● **Exercise**
When a line of the entries contains the word "below", report that line.

● **The data**
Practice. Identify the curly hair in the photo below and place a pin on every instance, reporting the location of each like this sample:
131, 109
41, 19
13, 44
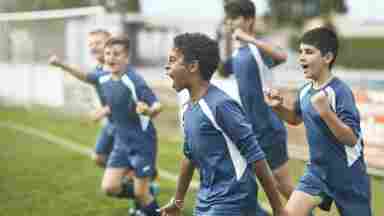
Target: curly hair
323, 39
200, 48
237, 8
120, 40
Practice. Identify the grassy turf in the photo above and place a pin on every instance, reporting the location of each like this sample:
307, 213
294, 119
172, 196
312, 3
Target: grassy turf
41, 178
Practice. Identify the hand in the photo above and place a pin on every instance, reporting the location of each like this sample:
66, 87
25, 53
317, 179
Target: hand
142, 108
170, 210
320, 102
241, 35
281, 212
273, 98
54, 60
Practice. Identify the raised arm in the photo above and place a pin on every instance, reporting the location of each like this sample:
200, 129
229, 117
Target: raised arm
286, 111
74, 71
175, 206
342, 131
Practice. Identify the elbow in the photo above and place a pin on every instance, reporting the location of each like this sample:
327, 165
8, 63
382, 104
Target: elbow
281, 57
294, 121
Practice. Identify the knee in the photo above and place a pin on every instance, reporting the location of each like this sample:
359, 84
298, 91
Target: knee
100, 160
110, 189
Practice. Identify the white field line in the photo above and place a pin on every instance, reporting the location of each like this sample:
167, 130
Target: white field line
76, 147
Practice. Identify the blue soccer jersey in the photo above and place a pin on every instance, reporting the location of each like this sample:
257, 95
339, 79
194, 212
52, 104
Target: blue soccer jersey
134, 130
220, 143
249, 64
336, 171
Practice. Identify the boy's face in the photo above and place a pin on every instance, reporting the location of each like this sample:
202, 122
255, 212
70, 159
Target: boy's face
177, 70
96, 43
116, 58
312, 61
239, 22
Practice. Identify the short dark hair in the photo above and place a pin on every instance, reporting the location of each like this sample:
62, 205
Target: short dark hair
323, 39
101, 32
120, 40
199, 47
237, 8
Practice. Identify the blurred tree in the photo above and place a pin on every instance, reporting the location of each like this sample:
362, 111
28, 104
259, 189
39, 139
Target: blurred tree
28, 5
296, 11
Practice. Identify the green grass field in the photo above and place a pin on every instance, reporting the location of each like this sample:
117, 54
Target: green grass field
39, 177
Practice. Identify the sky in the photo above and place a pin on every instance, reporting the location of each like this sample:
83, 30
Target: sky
368, 9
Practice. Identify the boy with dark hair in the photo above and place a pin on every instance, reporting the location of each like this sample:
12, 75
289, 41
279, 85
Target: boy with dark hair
218, 141
131, 104
251, 62
336, 170
96, 42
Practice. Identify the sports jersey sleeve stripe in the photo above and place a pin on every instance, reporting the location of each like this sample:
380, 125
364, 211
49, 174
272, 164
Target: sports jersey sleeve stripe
239, 162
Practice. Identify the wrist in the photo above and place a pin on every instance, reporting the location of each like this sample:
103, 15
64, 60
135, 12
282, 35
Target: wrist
178, 203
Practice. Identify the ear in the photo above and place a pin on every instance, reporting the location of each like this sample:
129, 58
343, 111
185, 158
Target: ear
329, 57
194, 66
250, 22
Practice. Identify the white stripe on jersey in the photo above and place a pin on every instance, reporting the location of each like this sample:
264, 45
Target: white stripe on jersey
238, 160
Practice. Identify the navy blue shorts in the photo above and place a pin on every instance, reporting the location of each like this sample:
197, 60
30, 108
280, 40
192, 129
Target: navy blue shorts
274, 146
354, 201
143, 163
104, 143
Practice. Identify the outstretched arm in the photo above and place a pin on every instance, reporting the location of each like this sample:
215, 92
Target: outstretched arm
152, 111
74, 71
275, 52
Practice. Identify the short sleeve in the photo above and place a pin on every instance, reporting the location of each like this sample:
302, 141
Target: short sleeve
268, 61
232, 120
347, 111
93, 77
228, 66
296, 105
144, 92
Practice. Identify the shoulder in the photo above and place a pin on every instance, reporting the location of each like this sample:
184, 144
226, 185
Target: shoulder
217, 99
304, 89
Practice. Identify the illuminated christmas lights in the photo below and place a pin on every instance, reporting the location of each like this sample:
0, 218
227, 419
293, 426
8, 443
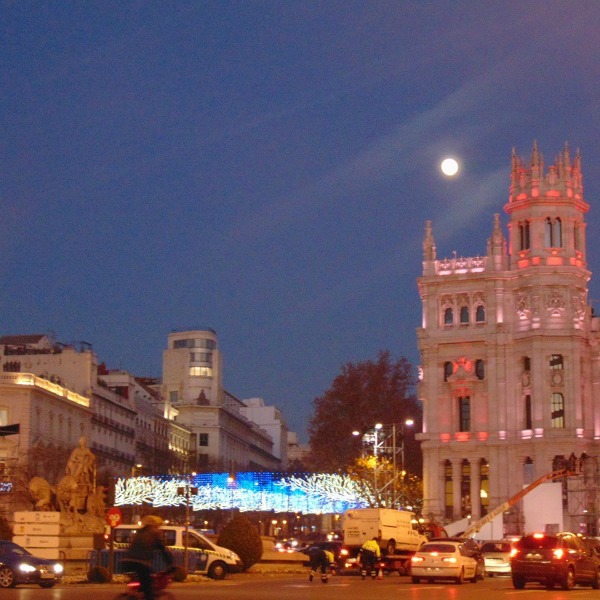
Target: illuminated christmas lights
278, 492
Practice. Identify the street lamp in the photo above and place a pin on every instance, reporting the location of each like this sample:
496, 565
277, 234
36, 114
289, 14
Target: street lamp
368, 437
187, 490
405, 423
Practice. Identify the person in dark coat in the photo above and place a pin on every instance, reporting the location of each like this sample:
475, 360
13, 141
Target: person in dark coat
319, 559
140, 553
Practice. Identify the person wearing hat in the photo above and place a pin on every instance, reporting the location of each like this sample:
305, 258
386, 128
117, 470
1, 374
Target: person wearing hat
140, 553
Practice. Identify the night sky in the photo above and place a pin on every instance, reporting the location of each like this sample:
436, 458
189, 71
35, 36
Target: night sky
265, 169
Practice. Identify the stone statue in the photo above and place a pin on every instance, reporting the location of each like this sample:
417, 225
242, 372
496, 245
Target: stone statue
81, 471
76, 496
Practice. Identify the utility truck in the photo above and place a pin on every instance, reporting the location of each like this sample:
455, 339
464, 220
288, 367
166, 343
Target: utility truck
395, 531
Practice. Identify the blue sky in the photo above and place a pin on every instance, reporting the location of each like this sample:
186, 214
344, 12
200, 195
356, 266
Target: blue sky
266, 168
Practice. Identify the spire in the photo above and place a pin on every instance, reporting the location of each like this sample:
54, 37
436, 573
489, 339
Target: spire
428, 243
537, 162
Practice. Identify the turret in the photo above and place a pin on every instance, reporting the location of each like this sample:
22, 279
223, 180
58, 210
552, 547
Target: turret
429, 251
546, 210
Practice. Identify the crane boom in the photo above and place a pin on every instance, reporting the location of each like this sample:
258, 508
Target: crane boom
475, 527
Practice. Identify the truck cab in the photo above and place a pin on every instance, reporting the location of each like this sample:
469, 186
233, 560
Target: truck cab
396, 530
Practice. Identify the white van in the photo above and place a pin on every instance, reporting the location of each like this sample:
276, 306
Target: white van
207, 558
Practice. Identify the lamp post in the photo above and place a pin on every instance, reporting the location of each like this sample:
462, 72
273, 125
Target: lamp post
187, 491
373, 436
405, 423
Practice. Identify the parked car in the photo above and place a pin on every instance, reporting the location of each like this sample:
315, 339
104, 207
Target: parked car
472, 548
443, 560
496, 557
18, 565
560, 559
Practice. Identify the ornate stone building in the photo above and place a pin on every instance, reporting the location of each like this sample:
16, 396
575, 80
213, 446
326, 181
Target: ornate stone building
510, 378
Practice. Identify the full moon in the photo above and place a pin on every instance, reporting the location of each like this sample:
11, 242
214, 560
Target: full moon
449, 167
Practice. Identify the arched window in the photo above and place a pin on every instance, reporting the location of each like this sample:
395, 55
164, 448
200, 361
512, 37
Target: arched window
524, 239
465, 489
548, 233
557, 233
556, 361
577, 236
448, 489
558, 411
528, 417
464, 413
553, 233
480, 313
479, 369
448, 316
447, 370
484, 494
528, 471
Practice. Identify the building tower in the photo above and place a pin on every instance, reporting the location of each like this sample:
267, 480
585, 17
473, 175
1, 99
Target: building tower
509, 348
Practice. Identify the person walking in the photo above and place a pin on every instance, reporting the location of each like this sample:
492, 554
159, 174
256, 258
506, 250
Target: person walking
369, 556
319, 560
140, 553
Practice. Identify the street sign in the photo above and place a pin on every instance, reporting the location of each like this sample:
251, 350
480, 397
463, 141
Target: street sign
114, 516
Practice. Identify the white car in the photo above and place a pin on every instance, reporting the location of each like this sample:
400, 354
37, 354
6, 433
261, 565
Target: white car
443, 560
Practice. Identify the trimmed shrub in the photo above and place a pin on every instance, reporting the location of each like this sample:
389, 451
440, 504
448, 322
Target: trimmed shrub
178, 573
241, 536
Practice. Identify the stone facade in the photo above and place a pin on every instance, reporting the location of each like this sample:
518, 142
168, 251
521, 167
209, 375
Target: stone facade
510, 375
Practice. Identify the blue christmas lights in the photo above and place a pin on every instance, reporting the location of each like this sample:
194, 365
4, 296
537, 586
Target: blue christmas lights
308, 493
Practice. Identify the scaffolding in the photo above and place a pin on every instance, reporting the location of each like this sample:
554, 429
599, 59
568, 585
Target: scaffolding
581, 498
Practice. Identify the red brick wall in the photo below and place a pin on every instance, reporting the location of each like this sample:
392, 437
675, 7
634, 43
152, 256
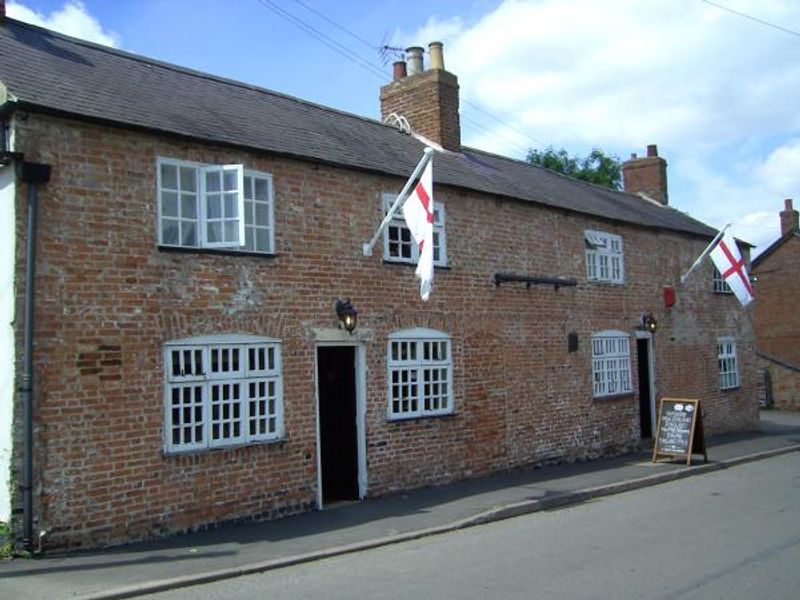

● **Output of the exercise**
Practice. Identify the curly hair in the photo below and place a pin on every instance, reporting the location of each like this sample:
Practice. Identify the illuminated christmas lights in the photo below and place a pin on every instance, reporting the location of each like this sample:
Practice. Identify the red brick wall in the photo below and place a pin on every instance, reporting the location of each like this sample:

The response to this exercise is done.